Page text>
There is also as we perceive it no question but that the objective record showed that the brother's testimony would have been highly impeachable based on his prior work as an informant, his description of himself--
Justice Sonia Sotomayor: Impeachable how?
What motive did he have to implicate his brother?
You still haven't answered that question.
All you keep saying is, he was a past cooperator, he had no pending charges, and now he has a motive to do this against his brother because of that?
Mr. Wax: --Your Honor, I cannot point in the record to a motive.
What I can point to is the fact that there is in the record his self-description of himself as the golden boy for the police, his working with the same detective who interrogated his brother years before when he completely avoided a murder charge.
And as a defense attorney, in a case involving a group of men who are not necessarily as socialized and well educated as some other group, that his testimony would have been subject to impeachment.
Justice Samuel Alito: Even without his testimony, isn't there a very strong case of kidnapping?
Let's just take it step-by-step.
What would have been the defense to the kidnapping charge?
Mr. Wax: The defense to the kidnapping charge in the absence of the confessions could well have been a mere presence defense, that Mr. Moore did not participate in the kidnapping.
He had every right to put the State to his -- to its burden of proof.
Justice Samuel Alito: He didn't -- that he didn't go to the -- to the victim's RV with the other men?
That would have been the defense?
Mr. Wax: He could certainly have argued that he did not participate in the kidnapping.
He's there, he's in the car, and he had no participation in it.
But what I believe is being missed in this discussion, if I may, is the focus on the question required to be analyzed in Hill.
Would Mr. Moore have gone to trial?
Would he have accepted the plea?
Justice Ruth Bader Ginsburg: On this--
Mr. Wax: And on that there are highly--
Justice Ruth Bader Ginsburg: --Mr. Wax, just to clear out some of the underbrush, the Ninth Circuit did say that Fulminante was really established law controlling this case.
I take it that you are not defending that?
Mr. Wax: --That is correct.
The clearly established law that governs here is Strickland, Hill and Kimmelman.
Justice Stephen G. Breyer: Okay.
I've got on the other -- I've got -- the other reason I asked the question, to be clear about it, is that -- is that he wouldn't have gone to trial in my mind unless he had a pretty good chance of getting a better deal.
And what he -- like getting off.
And what he got was the minimum.
One thing I've written down is that the State would not have the confession.
Number two is he could say his brother is not a very good brother.
Moreover he's a rather dubious character there, and bring all that -- stuff.

Request 1> In the argument transcript, which cases does Mr. Wax say supply the clearly established law that governs here?
Request 2> Using the argument transcript, explain why Mr. Wax says the brother's testimony would have been open to impeachment.

Raw records>
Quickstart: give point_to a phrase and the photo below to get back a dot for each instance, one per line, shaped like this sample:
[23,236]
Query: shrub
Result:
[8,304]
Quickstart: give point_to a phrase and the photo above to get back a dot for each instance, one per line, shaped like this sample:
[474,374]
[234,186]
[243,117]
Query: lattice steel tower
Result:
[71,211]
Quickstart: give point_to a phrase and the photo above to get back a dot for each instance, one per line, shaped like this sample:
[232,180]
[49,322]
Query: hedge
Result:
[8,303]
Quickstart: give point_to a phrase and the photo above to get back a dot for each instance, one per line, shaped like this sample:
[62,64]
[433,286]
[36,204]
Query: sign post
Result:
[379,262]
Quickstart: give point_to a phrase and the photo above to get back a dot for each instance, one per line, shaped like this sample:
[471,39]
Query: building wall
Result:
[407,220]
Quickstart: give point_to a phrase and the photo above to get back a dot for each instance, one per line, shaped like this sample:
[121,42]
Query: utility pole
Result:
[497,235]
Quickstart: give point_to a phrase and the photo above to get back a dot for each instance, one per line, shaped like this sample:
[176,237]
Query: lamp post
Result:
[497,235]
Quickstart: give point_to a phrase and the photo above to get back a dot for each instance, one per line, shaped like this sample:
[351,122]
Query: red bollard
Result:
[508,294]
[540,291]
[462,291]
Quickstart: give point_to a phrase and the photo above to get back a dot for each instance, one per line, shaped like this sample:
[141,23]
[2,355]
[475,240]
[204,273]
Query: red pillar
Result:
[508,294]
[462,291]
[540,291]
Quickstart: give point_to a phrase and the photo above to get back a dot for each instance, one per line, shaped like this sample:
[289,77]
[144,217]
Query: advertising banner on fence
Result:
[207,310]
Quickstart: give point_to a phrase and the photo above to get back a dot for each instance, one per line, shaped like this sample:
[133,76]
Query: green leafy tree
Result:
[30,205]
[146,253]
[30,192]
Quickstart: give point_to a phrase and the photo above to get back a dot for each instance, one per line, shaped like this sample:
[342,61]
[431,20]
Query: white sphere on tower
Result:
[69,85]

Complete output 1> Strickland, Hill and Kimmelman.

Complete output 2> Mr. Wax points to the brother's prior work as an informant and to his description of himself as the golden boy for the police. He also cites the brother's work with the same detective who had interrogated his brother years before.